Page excerpt:
================

We have exciting news! Our learn to bikeraft and intermediate bikerafting course permits for the Glen Canyon National Recreation Area have been approved, plus we now, with additional BLM permits, can packraft the Dirty Devil River. No, sorry we cannot bikeraft the Dirty Devil. But for those of you excited about bikerafting, consider a two-day paddle down the Dirty to the Colorado, where you can pick up bikes and bikeraft down to one of two canyons we can now explore, and then ride bikes back to the shuttles. Check out more photos in this album.

Lake Powell: The Blessing of a Curse
By FCG Lead Guide Thad Ferrell, photos by Steve Fassbinder (from another trip in the same area).
“It’ll go!” Words that float on hope, but could just as easily sink as they were said given our present reality. I lock eyes with Kevin and then Rich. I had just met these guys less than twenty-four hours earlier on the side of Highway 95. The afternoon after our rendezvous, we had gone to our launch at Glencove, the take out for Cataract Canyon…. the end of the river and the beginning of Lake Powell. We then drove back to our camp to sort through gear and discuss our route. The route was new to all of us because of the receding waters of Lake Powell. Powell was becoming the Colorado again.

================

(Dataset records about object locations)
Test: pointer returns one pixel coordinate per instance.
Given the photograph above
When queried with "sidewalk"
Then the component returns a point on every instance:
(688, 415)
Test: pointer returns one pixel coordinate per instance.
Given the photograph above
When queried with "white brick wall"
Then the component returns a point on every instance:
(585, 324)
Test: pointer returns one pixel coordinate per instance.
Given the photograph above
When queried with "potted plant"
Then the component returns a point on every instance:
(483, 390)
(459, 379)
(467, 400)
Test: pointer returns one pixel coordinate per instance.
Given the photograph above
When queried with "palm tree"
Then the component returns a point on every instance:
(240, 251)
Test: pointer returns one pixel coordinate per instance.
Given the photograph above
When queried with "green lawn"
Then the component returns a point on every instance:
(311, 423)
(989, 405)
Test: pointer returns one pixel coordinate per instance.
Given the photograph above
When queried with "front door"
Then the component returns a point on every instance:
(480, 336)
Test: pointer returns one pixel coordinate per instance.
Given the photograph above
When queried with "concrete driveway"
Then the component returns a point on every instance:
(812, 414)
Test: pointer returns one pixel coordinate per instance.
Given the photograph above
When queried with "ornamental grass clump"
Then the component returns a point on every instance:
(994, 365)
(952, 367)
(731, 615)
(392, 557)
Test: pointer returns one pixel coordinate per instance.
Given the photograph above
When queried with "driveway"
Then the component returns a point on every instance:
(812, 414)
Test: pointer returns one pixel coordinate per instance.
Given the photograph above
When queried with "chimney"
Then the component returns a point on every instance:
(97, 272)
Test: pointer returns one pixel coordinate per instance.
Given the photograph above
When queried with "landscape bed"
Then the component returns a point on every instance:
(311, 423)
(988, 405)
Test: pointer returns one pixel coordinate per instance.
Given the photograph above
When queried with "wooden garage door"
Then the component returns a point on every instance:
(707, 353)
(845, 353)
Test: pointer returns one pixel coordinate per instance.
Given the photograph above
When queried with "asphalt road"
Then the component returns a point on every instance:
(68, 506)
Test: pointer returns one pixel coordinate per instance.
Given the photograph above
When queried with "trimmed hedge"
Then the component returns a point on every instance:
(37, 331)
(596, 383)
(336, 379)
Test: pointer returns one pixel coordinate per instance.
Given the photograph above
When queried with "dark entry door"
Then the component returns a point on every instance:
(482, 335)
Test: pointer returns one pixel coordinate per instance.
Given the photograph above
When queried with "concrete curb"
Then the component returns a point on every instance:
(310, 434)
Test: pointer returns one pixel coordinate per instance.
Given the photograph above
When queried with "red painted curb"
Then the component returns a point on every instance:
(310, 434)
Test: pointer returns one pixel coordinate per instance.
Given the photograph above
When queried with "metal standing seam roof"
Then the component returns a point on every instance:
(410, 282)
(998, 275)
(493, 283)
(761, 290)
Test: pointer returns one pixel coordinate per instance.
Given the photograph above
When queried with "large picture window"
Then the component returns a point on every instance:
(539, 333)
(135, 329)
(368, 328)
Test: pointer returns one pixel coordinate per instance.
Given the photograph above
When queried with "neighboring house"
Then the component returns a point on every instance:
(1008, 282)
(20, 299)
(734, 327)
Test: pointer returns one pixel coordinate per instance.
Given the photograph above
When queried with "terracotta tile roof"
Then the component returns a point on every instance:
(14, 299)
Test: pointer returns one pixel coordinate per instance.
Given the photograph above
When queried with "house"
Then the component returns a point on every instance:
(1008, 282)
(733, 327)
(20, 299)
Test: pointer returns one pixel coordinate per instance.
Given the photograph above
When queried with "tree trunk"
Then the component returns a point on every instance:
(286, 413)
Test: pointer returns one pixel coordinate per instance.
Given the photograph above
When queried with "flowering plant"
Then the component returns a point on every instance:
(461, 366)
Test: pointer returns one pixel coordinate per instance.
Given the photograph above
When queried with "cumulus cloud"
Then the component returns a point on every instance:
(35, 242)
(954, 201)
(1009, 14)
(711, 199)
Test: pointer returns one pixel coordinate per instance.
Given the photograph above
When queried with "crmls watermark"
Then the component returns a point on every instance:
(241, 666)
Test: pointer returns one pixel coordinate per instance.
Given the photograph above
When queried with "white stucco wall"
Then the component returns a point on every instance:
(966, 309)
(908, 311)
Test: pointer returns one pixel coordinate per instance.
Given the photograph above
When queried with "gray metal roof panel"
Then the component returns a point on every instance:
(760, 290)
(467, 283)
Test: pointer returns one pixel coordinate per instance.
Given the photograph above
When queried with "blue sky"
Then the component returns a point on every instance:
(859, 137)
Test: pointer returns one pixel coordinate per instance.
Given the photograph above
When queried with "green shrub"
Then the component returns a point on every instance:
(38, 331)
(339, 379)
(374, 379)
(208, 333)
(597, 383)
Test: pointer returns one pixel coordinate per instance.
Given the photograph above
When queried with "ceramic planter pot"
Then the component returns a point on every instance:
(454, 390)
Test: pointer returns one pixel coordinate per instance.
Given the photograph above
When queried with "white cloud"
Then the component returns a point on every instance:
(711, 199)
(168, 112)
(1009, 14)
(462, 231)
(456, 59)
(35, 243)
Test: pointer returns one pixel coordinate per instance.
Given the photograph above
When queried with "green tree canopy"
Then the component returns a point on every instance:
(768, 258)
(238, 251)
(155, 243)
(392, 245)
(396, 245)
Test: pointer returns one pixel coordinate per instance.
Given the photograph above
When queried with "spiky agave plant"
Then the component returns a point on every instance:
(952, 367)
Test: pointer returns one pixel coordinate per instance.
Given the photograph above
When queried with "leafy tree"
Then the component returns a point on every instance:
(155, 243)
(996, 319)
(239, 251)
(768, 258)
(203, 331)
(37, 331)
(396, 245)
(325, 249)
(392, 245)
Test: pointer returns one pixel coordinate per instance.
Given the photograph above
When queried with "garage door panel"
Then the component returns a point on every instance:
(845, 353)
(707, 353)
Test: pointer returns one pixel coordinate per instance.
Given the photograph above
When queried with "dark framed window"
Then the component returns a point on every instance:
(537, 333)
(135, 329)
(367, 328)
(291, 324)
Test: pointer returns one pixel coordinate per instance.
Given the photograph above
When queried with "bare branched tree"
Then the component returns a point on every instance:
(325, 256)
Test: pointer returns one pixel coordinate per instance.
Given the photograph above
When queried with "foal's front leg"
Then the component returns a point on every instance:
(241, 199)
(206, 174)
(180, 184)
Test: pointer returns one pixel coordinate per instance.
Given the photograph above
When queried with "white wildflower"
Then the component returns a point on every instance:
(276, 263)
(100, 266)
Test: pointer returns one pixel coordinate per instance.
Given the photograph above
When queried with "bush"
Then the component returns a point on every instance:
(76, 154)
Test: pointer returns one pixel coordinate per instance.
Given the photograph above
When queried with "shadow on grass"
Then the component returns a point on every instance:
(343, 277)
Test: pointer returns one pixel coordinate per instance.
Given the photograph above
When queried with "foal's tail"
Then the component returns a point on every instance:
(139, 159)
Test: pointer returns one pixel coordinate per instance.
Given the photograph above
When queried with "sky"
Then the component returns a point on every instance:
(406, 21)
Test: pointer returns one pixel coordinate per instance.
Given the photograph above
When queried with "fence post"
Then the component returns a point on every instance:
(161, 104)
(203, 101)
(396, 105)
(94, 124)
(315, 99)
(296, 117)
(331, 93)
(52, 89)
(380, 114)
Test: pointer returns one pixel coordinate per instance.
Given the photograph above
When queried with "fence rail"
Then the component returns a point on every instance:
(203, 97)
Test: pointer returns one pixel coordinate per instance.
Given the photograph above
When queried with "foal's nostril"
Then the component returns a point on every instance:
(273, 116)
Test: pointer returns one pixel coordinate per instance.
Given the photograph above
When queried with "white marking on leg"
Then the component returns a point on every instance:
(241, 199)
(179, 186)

================

Task instructions:
#1 In the Glen Canyon page, where did the group go for their launch?
#2 Set down the passage of the Glen Canyon page starting at "We have exciting" and ending at "in this album.".
#3 Summarize the Glen Canyon page in two sentences.
These records were taken from a separate source.

Exercise solutions:
#1 Glencove, the take out for Cataract Canyon.

#2
We have exciting news! Our learn to bikeraft and intermediate bikerafting course permits for the Glen Canyon National Recreation Area have been approved, plus we now, with additional BLM permits, can packraft the Dirty Devil River. No, sorry we cannot bikeraft the Dirty Devil. But for those of you excited about bikerafting, consider a two-day paddle down the Dirty to the Colorado, where you can pick up bikes and bikeraft down to one of two canyons we can now explore, and then ride bikes back to the shuttles. Check out more photos in this album.

#3 Permits for learn-to-bikeraft and intermediate bikerafting courses in the Glen Canyon National Recreation Area have been approved, and additional BLM permits now allow packrafting, though not bikerafting, on the Dirty Devil River. A trip account by FCG Lead Guide Thad Ferrell tells of meeting Kevin and Rich, going to the launch at Glencove, and discussing a route that was new to all of them because the receding waters of Lake Powell were turning it back into the Colorado.